Duplicate the stretch of the data from its start through the line containing "box: [317, 115, 332, 123]", with both ends included. Omit the pictures from your copy.

*Data shown*:
|---|
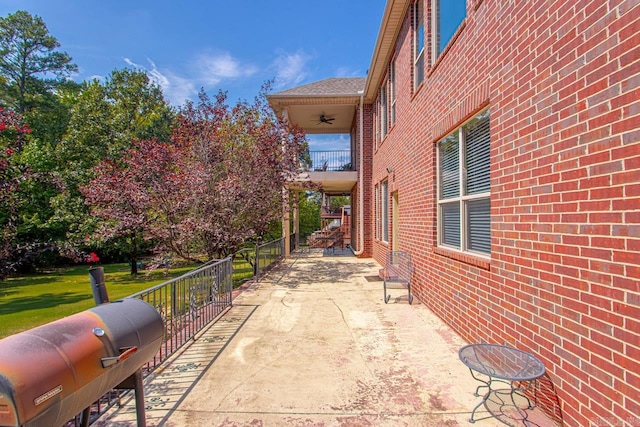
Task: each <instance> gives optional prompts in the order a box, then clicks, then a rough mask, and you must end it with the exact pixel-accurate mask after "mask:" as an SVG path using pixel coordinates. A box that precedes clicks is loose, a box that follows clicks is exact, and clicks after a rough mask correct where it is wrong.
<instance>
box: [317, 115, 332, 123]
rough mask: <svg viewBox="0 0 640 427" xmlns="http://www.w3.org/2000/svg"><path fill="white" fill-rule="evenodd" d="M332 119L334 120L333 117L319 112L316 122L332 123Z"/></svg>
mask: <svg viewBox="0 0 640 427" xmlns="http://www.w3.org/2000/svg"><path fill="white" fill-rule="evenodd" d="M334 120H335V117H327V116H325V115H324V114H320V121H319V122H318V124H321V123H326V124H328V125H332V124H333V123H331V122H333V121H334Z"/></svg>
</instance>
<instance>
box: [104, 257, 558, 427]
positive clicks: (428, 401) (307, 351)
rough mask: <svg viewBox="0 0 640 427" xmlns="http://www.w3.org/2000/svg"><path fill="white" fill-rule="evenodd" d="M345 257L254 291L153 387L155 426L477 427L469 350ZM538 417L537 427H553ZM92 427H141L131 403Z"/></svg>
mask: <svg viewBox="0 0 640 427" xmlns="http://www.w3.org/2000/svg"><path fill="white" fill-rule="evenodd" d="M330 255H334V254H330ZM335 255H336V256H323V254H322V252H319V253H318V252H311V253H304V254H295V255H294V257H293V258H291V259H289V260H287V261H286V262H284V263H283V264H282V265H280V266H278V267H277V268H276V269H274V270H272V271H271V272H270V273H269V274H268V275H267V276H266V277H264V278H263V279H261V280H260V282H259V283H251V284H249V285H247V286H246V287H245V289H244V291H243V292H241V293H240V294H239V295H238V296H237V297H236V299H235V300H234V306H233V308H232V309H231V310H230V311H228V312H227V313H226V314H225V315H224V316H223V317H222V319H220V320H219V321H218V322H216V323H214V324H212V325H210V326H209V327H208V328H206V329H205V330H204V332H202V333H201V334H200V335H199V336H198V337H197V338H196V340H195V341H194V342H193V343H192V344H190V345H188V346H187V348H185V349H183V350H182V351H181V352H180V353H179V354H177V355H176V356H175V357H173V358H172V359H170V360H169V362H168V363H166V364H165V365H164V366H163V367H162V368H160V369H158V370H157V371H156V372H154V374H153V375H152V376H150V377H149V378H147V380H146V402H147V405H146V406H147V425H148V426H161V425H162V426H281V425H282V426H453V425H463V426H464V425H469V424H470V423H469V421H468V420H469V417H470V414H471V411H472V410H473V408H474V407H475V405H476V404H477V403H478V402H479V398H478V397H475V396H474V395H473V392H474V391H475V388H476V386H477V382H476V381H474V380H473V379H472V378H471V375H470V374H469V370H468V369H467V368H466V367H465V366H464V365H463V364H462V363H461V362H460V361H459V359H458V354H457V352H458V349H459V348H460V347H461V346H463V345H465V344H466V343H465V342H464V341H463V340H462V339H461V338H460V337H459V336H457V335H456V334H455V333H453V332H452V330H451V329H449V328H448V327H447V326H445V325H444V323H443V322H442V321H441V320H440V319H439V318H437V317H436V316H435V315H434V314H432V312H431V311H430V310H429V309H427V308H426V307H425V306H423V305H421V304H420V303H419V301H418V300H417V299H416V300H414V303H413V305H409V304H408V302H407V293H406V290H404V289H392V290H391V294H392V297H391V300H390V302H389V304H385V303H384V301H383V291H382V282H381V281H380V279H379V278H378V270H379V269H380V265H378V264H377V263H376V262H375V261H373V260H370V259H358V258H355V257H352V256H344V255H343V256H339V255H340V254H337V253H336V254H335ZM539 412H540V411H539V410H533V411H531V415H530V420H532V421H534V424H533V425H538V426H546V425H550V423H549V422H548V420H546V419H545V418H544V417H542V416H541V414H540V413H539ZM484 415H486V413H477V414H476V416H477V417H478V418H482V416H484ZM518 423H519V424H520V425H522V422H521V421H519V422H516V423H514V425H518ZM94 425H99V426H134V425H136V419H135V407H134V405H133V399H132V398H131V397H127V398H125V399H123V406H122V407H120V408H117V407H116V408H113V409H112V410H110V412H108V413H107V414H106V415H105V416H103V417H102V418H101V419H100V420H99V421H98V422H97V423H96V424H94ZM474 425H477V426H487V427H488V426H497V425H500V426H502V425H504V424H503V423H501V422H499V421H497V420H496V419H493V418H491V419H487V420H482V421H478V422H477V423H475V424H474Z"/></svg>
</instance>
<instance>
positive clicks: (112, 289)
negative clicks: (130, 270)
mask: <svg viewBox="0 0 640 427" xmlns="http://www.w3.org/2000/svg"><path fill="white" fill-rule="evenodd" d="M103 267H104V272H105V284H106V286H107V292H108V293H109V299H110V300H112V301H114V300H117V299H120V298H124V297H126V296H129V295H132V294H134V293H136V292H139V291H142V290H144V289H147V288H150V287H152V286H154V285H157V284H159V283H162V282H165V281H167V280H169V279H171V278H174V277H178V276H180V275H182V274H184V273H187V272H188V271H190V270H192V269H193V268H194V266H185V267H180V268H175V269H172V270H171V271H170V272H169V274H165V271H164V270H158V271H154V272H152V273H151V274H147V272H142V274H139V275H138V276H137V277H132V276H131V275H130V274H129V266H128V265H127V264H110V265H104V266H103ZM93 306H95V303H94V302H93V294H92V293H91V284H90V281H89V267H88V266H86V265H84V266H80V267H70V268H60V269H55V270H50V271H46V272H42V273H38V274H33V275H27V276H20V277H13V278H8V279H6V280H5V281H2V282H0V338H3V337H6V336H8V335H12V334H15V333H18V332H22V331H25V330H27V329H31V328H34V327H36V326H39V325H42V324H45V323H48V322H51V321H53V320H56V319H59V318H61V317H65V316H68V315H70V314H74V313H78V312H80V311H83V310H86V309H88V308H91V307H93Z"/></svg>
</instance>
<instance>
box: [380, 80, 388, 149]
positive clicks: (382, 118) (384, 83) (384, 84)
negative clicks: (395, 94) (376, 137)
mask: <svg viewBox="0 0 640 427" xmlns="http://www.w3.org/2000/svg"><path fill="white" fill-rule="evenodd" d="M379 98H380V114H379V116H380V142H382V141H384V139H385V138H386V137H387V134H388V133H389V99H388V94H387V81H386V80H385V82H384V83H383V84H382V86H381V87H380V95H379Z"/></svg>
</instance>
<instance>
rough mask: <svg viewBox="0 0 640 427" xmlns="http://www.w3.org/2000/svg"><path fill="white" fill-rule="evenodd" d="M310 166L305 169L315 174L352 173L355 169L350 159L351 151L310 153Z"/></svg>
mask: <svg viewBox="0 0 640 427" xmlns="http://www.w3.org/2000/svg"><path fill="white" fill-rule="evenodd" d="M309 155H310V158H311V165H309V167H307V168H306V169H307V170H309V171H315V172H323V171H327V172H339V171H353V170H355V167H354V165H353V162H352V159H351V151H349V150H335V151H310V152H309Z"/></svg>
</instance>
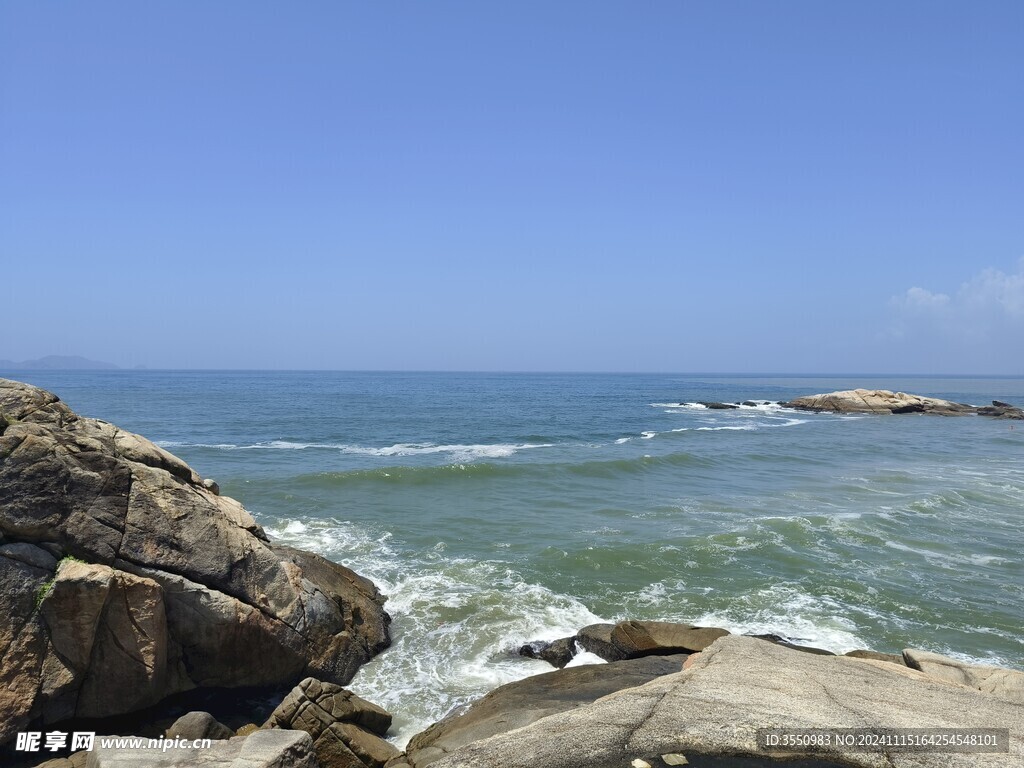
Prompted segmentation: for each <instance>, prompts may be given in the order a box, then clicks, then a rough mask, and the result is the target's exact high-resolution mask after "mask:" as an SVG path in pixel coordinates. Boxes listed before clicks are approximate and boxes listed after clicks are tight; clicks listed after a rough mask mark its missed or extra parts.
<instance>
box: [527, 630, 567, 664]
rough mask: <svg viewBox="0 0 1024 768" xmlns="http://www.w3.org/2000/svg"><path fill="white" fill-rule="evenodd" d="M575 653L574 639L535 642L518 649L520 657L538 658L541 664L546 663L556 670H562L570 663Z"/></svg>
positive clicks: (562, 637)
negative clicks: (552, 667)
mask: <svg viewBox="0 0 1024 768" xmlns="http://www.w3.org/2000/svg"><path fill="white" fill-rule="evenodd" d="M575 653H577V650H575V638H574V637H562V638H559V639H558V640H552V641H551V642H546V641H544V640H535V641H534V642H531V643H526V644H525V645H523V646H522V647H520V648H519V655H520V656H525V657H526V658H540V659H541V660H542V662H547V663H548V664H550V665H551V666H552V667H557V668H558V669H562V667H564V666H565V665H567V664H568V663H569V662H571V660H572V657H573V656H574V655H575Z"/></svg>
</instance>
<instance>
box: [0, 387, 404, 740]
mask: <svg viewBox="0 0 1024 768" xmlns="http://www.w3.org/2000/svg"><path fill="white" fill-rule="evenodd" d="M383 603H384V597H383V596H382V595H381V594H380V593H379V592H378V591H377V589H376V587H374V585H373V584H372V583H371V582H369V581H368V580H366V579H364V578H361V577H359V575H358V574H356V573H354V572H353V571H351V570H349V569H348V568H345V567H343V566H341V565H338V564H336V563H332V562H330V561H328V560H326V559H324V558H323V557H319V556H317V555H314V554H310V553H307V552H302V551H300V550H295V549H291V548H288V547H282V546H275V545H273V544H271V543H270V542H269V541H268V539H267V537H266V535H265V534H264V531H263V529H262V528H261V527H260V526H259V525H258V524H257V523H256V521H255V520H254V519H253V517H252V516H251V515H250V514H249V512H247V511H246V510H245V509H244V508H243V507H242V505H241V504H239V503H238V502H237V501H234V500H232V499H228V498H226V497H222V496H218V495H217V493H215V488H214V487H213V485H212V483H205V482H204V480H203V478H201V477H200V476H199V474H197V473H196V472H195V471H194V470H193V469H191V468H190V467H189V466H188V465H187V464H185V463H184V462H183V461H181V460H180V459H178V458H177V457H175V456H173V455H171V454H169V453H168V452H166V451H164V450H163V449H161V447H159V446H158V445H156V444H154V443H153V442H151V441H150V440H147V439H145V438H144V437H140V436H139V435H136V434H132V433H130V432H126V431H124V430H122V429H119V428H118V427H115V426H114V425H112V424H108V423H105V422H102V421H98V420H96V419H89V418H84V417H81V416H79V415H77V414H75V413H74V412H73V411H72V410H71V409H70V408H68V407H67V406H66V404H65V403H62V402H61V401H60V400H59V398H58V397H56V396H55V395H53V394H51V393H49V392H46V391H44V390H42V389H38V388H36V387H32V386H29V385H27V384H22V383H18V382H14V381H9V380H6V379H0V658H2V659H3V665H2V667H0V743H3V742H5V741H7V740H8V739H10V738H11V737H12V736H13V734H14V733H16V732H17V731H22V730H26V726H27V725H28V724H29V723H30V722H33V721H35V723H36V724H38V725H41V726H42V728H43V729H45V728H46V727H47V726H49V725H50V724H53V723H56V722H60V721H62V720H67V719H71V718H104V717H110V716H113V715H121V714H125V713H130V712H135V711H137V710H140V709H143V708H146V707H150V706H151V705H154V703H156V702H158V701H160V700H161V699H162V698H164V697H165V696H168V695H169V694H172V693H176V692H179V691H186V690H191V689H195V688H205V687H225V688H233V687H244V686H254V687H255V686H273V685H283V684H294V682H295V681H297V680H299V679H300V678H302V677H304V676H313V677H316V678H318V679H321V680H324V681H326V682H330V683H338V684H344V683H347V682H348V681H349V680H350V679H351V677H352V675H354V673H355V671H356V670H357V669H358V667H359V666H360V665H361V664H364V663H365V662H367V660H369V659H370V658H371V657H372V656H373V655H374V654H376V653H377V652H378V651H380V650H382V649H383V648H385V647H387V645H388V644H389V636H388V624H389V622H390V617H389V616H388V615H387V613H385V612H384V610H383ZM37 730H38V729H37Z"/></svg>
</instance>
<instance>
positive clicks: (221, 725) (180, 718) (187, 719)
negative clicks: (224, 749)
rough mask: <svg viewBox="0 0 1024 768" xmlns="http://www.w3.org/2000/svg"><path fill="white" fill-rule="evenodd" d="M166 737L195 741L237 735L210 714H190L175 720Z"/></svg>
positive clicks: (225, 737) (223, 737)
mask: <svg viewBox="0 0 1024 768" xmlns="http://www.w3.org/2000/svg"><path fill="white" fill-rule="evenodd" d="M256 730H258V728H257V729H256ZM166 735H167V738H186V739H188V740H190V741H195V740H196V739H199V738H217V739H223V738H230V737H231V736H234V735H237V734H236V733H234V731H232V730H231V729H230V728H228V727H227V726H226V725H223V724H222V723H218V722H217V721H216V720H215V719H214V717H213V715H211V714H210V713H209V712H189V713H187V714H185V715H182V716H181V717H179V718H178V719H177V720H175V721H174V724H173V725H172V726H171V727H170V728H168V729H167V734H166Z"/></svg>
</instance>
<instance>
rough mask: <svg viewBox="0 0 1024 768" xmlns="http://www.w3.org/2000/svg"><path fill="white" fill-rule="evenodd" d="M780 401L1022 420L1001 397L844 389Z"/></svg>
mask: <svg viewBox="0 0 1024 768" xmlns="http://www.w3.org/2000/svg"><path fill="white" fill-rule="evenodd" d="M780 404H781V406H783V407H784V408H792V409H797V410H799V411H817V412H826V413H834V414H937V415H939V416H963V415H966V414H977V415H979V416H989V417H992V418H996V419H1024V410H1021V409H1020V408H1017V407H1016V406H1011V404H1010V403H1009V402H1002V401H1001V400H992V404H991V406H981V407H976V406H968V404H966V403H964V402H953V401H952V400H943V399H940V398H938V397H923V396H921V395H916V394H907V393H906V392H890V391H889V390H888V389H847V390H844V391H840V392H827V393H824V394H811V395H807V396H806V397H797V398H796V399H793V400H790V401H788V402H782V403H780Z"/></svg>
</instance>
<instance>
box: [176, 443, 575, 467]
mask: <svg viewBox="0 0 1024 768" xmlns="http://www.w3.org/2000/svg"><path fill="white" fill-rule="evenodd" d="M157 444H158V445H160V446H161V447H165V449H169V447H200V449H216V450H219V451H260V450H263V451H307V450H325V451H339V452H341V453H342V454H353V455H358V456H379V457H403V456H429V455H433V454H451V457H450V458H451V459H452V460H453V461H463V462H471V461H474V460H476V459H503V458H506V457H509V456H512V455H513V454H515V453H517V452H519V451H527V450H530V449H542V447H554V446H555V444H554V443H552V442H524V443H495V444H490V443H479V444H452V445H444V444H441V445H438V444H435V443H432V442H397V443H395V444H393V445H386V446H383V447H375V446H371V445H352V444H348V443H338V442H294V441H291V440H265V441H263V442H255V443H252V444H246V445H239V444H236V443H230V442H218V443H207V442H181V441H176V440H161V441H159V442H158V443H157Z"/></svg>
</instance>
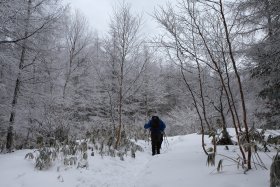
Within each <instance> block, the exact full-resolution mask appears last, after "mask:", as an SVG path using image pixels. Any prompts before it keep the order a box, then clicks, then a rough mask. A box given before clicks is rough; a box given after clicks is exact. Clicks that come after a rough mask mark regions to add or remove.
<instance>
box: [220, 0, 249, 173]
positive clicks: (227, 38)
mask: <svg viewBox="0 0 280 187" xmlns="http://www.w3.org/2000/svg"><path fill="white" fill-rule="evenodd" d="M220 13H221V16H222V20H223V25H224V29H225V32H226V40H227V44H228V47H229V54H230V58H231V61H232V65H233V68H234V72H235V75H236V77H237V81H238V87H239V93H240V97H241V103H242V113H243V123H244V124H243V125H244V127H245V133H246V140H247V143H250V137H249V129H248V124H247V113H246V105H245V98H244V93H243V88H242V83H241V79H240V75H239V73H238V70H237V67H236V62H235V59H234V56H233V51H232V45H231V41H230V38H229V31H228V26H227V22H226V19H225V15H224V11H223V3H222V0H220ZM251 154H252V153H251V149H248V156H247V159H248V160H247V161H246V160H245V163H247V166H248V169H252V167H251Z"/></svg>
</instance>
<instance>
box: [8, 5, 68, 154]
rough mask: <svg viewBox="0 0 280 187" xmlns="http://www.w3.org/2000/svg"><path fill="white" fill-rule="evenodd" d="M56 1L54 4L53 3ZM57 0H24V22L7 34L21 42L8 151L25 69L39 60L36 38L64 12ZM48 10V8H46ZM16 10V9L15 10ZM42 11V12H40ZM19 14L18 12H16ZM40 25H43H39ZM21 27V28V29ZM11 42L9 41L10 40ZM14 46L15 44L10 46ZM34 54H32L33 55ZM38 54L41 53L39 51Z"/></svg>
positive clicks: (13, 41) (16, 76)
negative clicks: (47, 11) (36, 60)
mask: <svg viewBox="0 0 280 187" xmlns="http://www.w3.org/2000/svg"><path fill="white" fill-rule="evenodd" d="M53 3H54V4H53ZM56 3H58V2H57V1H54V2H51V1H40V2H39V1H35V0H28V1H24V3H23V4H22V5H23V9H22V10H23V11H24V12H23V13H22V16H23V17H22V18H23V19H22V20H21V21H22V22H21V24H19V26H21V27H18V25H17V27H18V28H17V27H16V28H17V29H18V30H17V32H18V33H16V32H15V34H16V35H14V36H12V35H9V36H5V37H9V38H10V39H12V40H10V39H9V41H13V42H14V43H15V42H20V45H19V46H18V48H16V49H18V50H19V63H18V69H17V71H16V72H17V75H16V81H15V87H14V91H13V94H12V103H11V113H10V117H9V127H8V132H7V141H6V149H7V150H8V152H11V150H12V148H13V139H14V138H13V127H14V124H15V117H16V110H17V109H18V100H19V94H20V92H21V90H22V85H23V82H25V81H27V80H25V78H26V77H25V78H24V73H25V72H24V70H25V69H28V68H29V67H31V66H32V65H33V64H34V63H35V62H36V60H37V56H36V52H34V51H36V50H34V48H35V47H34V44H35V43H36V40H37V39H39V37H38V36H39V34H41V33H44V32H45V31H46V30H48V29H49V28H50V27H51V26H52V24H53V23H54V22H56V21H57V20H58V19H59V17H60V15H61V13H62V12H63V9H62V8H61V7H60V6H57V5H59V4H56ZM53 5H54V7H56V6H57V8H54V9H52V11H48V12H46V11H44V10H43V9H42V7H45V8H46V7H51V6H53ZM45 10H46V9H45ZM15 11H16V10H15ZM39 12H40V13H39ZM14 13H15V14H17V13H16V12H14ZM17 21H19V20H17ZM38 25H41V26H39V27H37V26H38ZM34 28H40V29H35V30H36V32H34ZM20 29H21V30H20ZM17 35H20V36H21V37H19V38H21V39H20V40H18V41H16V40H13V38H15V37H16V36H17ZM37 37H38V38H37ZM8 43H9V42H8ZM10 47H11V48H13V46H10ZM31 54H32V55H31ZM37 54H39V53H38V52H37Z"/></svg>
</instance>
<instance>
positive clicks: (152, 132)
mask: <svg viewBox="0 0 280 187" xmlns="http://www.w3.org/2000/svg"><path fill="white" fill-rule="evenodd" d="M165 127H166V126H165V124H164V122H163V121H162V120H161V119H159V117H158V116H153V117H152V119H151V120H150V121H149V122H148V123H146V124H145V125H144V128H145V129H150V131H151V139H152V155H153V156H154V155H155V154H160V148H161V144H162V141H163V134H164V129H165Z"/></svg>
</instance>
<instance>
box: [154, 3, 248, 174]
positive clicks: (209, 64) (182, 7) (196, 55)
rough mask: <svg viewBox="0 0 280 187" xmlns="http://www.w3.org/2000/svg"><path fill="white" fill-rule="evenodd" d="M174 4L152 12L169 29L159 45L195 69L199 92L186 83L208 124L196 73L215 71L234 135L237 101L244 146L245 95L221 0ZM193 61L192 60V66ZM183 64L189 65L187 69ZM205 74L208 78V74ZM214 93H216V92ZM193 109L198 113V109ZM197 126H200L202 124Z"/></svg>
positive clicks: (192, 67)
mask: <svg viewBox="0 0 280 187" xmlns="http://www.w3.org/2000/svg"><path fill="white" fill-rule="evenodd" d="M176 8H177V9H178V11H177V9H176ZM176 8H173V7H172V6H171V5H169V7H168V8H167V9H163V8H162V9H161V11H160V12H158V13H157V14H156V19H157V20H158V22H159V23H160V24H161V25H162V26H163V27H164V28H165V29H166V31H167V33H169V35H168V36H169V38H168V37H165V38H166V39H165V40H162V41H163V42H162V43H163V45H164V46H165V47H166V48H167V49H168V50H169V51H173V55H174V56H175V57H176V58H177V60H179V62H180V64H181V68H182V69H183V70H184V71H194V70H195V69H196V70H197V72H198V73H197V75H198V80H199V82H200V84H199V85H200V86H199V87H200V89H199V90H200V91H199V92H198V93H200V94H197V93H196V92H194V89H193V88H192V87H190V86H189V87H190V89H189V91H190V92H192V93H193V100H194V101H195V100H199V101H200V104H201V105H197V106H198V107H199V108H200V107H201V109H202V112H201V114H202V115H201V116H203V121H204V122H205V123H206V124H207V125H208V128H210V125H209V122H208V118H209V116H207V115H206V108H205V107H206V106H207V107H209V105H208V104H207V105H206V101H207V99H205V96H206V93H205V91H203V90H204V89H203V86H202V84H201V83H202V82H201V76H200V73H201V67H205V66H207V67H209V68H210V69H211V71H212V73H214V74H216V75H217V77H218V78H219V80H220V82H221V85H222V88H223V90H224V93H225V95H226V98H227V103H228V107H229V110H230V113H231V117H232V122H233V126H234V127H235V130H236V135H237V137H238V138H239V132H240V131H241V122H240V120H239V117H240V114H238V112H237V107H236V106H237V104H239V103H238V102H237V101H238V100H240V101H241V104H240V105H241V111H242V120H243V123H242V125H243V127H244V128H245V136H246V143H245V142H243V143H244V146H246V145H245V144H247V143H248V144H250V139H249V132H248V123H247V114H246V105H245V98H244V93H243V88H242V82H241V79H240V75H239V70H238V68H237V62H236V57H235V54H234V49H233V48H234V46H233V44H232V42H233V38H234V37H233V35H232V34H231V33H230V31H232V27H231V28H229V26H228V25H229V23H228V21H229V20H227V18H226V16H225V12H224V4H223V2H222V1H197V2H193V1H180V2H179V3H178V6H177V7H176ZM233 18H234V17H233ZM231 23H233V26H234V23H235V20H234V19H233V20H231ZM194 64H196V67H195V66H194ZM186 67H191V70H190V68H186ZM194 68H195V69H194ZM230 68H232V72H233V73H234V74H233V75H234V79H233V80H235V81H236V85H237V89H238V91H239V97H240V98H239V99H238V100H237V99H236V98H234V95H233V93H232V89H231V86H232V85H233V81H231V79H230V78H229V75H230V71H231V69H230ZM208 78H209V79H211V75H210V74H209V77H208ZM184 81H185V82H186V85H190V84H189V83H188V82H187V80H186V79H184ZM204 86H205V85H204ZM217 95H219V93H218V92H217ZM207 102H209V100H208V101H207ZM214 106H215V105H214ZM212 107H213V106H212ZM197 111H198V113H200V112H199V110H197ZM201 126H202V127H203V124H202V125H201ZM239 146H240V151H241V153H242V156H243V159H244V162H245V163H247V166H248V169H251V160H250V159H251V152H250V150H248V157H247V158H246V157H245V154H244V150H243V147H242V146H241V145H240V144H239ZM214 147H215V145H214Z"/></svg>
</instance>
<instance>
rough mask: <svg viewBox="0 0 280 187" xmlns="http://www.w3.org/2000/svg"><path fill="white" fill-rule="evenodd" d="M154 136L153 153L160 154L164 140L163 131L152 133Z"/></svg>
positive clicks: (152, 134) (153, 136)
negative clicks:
|---|
*Expected output*:
Task: each <instance> gives optional prompts in the order a box, then clicks, then a rough mask, and you must end it with the exact pixel-accurate mask after "mask:" as an SVG path using pixel coordinates. A box that precedes clicks is loose, a box that follows clicks is exact, and clicks after a rough mask correct where it is wrong.
<instance>
box: [317, 115, 332, 123]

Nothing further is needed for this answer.